'''

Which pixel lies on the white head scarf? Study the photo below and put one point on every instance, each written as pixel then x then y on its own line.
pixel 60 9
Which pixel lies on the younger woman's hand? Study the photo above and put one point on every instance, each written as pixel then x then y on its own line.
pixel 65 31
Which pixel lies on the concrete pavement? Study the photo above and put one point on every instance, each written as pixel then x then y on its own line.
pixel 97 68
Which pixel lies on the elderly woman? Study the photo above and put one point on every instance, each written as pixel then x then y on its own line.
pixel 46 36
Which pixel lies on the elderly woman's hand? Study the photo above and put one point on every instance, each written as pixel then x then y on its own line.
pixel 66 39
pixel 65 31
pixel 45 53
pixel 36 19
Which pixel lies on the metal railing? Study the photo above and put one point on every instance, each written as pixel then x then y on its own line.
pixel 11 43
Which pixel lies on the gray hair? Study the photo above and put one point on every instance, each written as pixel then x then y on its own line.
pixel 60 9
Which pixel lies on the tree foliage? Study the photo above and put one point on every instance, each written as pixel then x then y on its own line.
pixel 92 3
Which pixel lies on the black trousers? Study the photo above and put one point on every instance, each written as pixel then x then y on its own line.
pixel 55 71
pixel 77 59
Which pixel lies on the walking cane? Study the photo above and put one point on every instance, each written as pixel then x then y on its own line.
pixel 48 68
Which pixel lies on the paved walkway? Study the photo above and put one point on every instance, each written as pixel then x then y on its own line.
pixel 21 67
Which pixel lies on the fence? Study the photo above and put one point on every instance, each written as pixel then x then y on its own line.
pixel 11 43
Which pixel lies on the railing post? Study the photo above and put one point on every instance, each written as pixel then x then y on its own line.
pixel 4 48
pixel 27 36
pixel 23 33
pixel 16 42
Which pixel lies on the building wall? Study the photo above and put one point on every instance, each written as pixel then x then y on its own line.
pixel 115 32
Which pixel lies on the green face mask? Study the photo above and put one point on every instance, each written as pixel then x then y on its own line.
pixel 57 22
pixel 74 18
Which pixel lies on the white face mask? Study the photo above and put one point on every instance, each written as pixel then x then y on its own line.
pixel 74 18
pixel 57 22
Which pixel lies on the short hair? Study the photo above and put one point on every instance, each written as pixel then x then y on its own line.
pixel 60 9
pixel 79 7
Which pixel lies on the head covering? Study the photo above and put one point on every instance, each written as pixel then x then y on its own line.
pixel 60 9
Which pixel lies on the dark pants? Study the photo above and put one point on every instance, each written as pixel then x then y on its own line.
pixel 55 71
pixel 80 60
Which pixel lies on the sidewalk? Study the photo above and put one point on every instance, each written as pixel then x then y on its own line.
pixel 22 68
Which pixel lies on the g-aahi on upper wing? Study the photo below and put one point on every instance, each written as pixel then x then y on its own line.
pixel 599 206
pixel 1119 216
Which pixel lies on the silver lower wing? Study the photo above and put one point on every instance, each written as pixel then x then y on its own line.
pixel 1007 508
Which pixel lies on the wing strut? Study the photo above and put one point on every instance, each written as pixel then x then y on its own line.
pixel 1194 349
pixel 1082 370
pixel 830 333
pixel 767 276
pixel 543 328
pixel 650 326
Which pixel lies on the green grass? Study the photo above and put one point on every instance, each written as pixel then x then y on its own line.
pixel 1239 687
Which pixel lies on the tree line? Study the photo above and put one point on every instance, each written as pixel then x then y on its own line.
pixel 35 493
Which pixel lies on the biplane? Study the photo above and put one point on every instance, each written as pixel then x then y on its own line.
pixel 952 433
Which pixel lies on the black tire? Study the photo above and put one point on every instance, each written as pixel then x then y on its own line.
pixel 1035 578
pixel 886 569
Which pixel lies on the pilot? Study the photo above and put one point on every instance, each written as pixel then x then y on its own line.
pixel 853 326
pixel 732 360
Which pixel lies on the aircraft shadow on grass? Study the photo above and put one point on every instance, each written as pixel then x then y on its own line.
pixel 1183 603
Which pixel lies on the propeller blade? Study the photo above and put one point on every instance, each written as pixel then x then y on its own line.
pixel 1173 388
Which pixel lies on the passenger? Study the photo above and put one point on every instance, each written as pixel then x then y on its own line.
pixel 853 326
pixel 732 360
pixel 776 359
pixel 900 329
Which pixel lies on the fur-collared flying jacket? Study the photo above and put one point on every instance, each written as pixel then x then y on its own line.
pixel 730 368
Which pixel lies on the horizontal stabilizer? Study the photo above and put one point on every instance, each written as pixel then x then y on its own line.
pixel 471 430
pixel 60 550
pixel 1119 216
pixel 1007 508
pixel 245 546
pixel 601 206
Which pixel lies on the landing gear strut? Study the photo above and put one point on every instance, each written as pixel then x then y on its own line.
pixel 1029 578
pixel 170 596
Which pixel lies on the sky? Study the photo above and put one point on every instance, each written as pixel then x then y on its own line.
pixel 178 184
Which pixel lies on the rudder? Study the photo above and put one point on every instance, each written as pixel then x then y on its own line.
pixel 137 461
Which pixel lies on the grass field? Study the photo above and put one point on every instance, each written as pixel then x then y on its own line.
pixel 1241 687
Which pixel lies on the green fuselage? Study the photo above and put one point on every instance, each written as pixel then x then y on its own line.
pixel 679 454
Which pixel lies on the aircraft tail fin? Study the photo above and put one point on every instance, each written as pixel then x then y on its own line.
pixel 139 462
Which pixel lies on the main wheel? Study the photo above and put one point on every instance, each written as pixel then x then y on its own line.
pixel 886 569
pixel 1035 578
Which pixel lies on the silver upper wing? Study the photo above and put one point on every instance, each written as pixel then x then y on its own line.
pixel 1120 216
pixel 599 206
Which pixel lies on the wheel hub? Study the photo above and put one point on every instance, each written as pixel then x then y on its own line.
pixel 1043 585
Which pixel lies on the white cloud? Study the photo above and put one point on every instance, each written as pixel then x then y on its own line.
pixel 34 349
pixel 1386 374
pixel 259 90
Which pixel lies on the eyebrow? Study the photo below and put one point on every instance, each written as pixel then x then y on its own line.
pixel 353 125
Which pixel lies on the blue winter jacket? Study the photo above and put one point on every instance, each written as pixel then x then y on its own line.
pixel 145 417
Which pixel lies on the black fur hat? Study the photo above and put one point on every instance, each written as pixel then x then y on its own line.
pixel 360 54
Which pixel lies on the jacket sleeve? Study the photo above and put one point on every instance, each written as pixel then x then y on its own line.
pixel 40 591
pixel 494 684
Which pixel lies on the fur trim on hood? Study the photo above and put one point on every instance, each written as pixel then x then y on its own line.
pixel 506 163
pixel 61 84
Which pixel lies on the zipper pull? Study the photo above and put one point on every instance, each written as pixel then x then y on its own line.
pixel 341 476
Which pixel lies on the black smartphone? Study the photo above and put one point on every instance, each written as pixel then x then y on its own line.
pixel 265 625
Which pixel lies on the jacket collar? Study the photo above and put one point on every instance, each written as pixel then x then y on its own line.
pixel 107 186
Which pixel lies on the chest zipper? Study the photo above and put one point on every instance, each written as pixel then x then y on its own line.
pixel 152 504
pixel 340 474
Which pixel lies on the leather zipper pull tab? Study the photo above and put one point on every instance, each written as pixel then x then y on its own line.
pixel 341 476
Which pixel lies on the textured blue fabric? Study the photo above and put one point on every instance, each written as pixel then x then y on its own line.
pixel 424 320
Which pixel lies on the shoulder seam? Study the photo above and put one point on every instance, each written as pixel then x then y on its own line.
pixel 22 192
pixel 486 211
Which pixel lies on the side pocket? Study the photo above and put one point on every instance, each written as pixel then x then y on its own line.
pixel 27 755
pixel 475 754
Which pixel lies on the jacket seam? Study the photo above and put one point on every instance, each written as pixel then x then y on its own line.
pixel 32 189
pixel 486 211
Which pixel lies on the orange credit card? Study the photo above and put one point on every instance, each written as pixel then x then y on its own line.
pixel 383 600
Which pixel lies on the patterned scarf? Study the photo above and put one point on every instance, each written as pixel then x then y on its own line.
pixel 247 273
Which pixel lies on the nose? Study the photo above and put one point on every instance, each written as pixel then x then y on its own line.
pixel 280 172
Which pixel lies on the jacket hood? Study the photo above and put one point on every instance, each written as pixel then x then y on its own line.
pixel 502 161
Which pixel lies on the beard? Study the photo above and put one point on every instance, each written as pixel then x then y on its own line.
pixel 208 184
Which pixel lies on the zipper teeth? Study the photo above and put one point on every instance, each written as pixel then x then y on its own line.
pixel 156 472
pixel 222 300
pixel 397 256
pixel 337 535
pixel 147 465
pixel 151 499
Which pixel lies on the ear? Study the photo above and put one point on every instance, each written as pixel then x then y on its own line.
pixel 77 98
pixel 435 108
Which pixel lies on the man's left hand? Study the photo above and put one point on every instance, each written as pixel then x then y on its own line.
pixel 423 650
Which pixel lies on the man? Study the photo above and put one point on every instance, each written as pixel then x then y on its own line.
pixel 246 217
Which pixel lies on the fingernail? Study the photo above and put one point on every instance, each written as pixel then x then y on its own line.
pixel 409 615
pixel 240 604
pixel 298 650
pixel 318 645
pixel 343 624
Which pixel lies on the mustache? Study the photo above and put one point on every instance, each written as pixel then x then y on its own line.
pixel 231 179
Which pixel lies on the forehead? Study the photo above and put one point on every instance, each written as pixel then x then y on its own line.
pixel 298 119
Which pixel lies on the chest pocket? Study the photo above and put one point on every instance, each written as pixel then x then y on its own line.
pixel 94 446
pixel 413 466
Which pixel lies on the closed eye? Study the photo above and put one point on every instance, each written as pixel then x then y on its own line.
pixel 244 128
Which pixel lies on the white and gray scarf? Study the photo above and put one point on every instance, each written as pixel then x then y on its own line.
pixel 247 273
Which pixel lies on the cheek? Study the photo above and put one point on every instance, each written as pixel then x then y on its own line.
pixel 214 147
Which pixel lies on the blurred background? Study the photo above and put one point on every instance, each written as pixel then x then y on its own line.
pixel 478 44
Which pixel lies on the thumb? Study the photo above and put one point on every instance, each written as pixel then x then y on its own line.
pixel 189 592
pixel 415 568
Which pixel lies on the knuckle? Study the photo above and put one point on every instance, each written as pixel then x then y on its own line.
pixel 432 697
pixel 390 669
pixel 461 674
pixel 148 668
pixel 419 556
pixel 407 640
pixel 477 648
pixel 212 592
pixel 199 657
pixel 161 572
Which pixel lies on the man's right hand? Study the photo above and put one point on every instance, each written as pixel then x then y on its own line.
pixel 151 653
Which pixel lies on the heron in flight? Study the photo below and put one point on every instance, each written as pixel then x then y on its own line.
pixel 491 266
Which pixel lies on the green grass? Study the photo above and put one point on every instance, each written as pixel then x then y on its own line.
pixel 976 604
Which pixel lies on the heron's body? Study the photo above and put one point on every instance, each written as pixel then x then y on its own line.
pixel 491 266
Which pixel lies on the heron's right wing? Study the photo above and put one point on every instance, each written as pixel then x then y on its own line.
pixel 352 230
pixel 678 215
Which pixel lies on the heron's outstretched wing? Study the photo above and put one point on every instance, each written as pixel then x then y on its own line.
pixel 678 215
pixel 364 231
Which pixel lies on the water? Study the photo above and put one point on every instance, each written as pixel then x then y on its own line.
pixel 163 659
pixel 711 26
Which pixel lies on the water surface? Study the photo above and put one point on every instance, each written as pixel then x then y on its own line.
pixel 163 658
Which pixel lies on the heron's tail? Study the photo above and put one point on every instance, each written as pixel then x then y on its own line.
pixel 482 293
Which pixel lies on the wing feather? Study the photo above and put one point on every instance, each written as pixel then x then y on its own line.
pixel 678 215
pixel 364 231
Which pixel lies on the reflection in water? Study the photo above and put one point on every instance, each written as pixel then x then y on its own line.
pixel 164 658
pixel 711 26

'''

Given exercise |
Can you give the records again from the line with "Which pixel lies on the shoulder" to the line with "pixel 208 184", changing "side pocket" to "chest pocket" and leaving all else the same? Give only those lines.

Answer |
Which pixel lies on the shoulder seam? Study the photo above and put one point on every instance, each written as pixel then x then y on its own line.
pixel 22 192
pixel 486 211
Which pixel lies on the chest pocket? Study the photo above and put one point on every instance, each written as pixel then x then y on its own line.
pixel 27 755
pixel 475 754
Which pixel lies on the jacket seam? Study the photo above and put one point on every instance, each written as pixel then x then y on its own line.
pixel 32 189
pixel 486 211
Which pixel lies on the orange credit card? Study the photo above and put one point on every instance, each written as pixel then x then y on its own line.
pixel 383 600
Which pixel lies on the patterned scarf? Study the photo above and put one point on every instance, each written as pixel then x then y on its own line.
pixel 247 273
Which pixel lies on the nose? Study the photo above and put one point on every instance, each written as pixel then x then y on its own line.
pixel 280 172
Which pixel lies on the jacket hood? Study the photo above and put one point on every instance, each written as pixel then x then y on its own line.
pixel 502 161
Which pixel lies on the beard? Study the photo above and put one point on every instance, each written as pixel then x then y on its own line.
pixel 208 184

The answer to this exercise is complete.